### Information given:
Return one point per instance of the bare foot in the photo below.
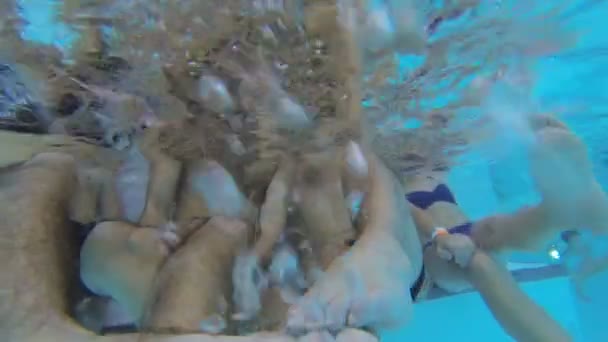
(367, 286)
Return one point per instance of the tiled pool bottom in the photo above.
(464, 317)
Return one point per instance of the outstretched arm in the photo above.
(519, 316)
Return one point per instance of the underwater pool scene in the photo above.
(303, 170)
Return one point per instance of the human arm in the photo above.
(519, 316)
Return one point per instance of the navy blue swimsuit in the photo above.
(441, 193)
(423, 200)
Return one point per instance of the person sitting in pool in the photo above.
(459, 256)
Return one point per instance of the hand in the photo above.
(458, 248)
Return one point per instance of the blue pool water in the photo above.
(573, 83)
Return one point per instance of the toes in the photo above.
(336, 312)
(249, 281)
(381, 309)
(305, 316)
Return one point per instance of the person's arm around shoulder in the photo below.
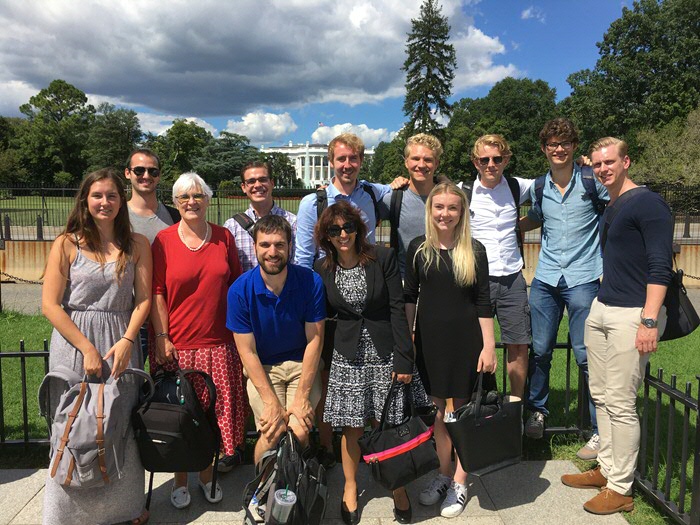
(403, 346)
(143, 268)
(61, 256)
(305, 249)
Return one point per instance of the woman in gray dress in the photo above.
(96, 294)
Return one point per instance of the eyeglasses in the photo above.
(552, 146)
(348, 227)
(497, 160)
(141, 170)
(185, 198)
(253, 180)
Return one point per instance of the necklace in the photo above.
(182, 238)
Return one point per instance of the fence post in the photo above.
(39, 228)
(8, 234)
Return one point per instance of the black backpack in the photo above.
(173, 432)
(287, 468)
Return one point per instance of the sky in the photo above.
(282, 70)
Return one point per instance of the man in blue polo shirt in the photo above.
(569, 267)
(277, 314)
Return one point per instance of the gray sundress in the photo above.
(101, 308)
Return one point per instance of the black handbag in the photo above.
(681, 317)
(402, 453)
(487, 431)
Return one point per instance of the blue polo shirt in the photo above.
(307, 216)
(278, 323)
(570, 242)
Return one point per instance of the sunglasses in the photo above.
(185, 198)
(348, 227)
(497, 160)
(141, 170)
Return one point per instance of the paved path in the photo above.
(526, 493)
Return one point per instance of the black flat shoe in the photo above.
(403, 516)
(349, 518)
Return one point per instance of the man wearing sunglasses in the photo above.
(569, 267)
(257, 184)
(494, 204)
(147, 214)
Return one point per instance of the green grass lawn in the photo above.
(679, 357)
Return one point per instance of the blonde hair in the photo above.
(606, 142)
(462, 253)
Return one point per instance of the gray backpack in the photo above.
(88, 429)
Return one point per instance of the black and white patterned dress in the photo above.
(357, 388)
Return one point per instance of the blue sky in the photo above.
(273, 70)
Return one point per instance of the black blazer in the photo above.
(383, 315)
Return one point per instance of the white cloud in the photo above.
(371, 137)
(263, 128)
(533, 13)
(224, 58)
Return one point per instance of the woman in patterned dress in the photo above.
(96, 294)
(195, 262)
(372, 341)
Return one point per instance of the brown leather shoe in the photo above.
(609, 502)
(591, 479)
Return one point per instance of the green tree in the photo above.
(222, 158)
(59, 118)
(429, 67)
(514, 108)
(648, 73)
(114, 133)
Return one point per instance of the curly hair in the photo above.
(346, 212)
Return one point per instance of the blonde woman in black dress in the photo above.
(454, 336)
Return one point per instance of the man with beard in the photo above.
(277, 312)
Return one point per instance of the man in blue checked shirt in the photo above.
(569, 268)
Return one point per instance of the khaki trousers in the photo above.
(616, 371)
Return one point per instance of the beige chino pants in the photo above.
(616, 371)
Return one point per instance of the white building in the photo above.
(310, 161)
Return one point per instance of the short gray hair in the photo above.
(188, 181)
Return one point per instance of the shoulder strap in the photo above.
(613, 210)
(395, 216)
(246, 222)
(321, 201)
(368, 189)
(588, 181)
(514, 186)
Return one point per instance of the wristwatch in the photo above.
(649, 322)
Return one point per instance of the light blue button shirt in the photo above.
(307, 217)
(570, 241)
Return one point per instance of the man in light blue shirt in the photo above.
(569, 267)
(345, 154)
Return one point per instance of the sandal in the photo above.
(206, 489)
(180, 497)
(142, 519)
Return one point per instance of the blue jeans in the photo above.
(546, 311)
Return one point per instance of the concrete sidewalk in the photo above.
(526, 493)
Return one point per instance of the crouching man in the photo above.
(625, 322)
(276, 312)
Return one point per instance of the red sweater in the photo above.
(195, 285)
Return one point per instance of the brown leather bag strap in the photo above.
(100, 432)
(69, 425)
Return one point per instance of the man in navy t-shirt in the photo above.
(277, 313)
(625, 322)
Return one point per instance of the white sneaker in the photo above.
(590, 450)
(437, 488)
(455, 501)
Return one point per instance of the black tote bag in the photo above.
(487, 432)
(399, 454)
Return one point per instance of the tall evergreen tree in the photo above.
(429, 67)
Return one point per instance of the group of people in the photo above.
(305, 320)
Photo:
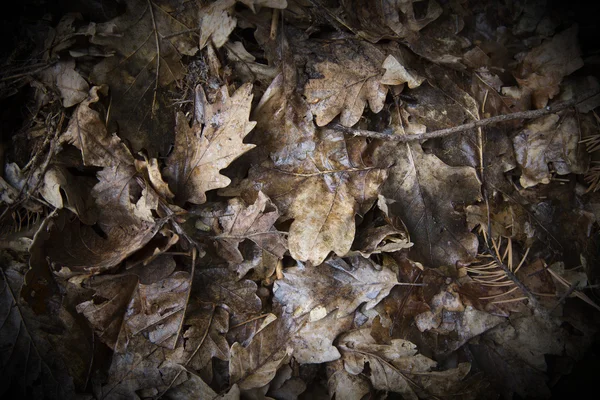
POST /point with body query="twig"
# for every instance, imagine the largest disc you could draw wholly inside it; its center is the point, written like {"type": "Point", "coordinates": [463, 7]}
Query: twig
{"type": "Point", "coordinates": [465, 127]}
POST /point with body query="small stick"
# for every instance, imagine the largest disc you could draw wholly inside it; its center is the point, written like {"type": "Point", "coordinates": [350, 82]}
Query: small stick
{"type": "Point", "coordinates": [465, 127]}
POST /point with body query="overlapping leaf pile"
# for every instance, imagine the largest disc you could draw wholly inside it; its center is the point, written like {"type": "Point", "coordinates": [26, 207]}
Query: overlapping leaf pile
{"type": "Point", "coordinates": [207, 214]}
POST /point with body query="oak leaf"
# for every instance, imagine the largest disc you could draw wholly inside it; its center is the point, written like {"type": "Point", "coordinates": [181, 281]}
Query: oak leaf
{"type": "Point", "coordinates": [147, 44]}
{"type": "Point", "coordinates": [200, 153]}
{"type": "Point", "coordinates": [423, 190]}
{"type": "Point", "coordinates": [335, 285]}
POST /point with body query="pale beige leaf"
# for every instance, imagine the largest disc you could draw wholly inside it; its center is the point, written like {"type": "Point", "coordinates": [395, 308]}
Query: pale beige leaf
{"type": "Point", "coordinates": [147, 43]}
{"type": "Point", "coordinates": [334, 285]}
{"type": "Point", "coordinates": [87, 132]}
{"type": "Point", "coordinates": [549, 139]}
{"type": "Point", "coordinates": [199, 154]}
{"type": "Point", "coordinates": [71, 85]}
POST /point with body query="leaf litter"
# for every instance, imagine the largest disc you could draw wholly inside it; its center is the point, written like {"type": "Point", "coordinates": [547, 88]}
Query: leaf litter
{"type": "Point", "coordinates": [298, 199]}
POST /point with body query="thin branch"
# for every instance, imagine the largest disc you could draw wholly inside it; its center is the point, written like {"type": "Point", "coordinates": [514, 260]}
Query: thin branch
{"type": "Point", "coordinates": [465, 127]}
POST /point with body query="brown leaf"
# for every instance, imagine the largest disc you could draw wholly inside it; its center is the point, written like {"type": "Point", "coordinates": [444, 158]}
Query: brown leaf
{"type": "Point", "coordinates": [71, 85]}
{"type": "Point", "coordinates": [353, 78]}
{"type": "Point", "coordinates": [146, 60]}
{"type": "Point", "coordinates": [199, 154]}
{"type": "Point", "coordinates": [329, 186]}
{"type": "Point", "coordinates": [45, 355]}
{"type": "Point", "coordinates": [550, 139]}
{"type": "Point", "coordinates": [424, 191]}
{"type": "Point", "coordinates": [220, 286]}
{"type": "Point", "coordinates": [389, 18]}
{"type": "Point", "coordinates": [334, 285]}
{"type": "Point", "coordinates": [344, 385]}
{"type": "Point", "coordinates": [255, 223]}
{"type": "Point", "coordinates": [87, 132]}
{"type": "Point", "coordinates": [256, 364]}
{"type": "Point", "coordinates": [544, 67]}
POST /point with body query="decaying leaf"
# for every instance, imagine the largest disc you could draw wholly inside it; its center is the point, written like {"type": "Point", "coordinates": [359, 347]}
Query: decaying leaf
{"type": "Point", "coordinates": [352, 80]}
{"type": "Point", "coordinates": [331, 185]}
{"type": "Point", "coordinates": [415, 184]}
{"type": "Point", "coordinates": [87, 132]}
{"type": "Point", "coordinates": [334, 285]}
{"type": "Point", "coordinates": [45, 355]}
{"type": "Point", "coordinates": [390, 18]}
{"type": "Point", "coordinates": [544, 67]}
{"type": "Point", "coordinates": [550, 140]}
{"type": "Point", "coordinates": [256, 364]}
{"type": "Point", "coordinates": [397, 367]}
{"type": "Point", "coordinates": [146, 59]}
{"type": "Point", "coordinates": [200, 153]}
{"type": "Point", "coordinates": [71, 85]}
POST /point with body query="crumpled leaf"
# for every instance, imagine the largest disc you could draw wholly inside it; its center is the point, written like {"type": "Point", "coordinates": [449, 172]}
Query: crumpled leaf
{"type": "Point", "coordinates": [58, 180]}
{"type": "Point", "coordinates": [331, 185]}
{"type": "Point", "coordinates": [45, 354]}
{"type": "Point", "coordinates": [423, 191]}
{"type": "Point", "coordinates": [255, 223]}
{"type": "Point", "coordinates": [549, 139]}
{"type": "Point", "coordinates": [313, 343]}
{"type": "Point", "coordinates": [193, 166]}
{"type": "Point", "coordinates": [345, 385]}
{"type": "Point", "coordinates": [544, 67]}
{"type": "Point", "coordinates": [256, 364]}
{"type": "Point", "coordinates": [71, 85]}
{"type": "Point", "coordinates": [390, 18]}
{"type": "Point", "coordinates": [217, 21]}
{"type": "Point", "coordinates": [195, 388]}
{"type": "Point", "coordinates": [220, 286]}
{"type": "Point", "coordinates": [146, 60]}
{"type": "Point", "coordinates": [397, 367]}
{"type": "Point", "coordinates": [285, 386]}
{"type": "Point", "coordinates": [351, 79]}
{"type": "Point", "coordinates": [122, 308]}
{"type": "Point", "coordinates": [334, 285]}
{"type": "Point", "coordinates": [87, 132]}
{"type": "Point", "coordinates": [284, 123]}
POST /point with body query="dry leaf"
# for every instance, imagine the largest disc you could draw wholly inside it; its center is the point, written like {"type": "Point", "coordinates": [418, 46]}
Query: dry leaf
{"type": "Point", "coordinates": [45, 354]}
{"type": "Point", "coordinates": [347, 85]}
{"type": "Point", "coordinates": [87, 132]}
{"type": "Point", "coordinates": [146, 60]}
{"type": "Point", "coordinates": [550, 139]}
{"type": "Point", "coordinates": [71, 85]}
{"type": "Point", "coordinates": [425, 190]}
{"type": "Point", "coordinates": [390, 18]}
{"type": "Point", "coordinates": [330, 186]}
{"type": "Point", "coordinates": [254, 223]}
{"type": "Point", "coordinates": [256, 364]}
{"type": "Point", "coordinates": [544, 67]}
{"type": "Point", "coordinates": [200, 153]}
{"type": "Point", "coordinates": [334, 285]}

### What is expected:
Count the lines in the records above that contain the word "blue" and reply with that number alone.

### Task solution:
9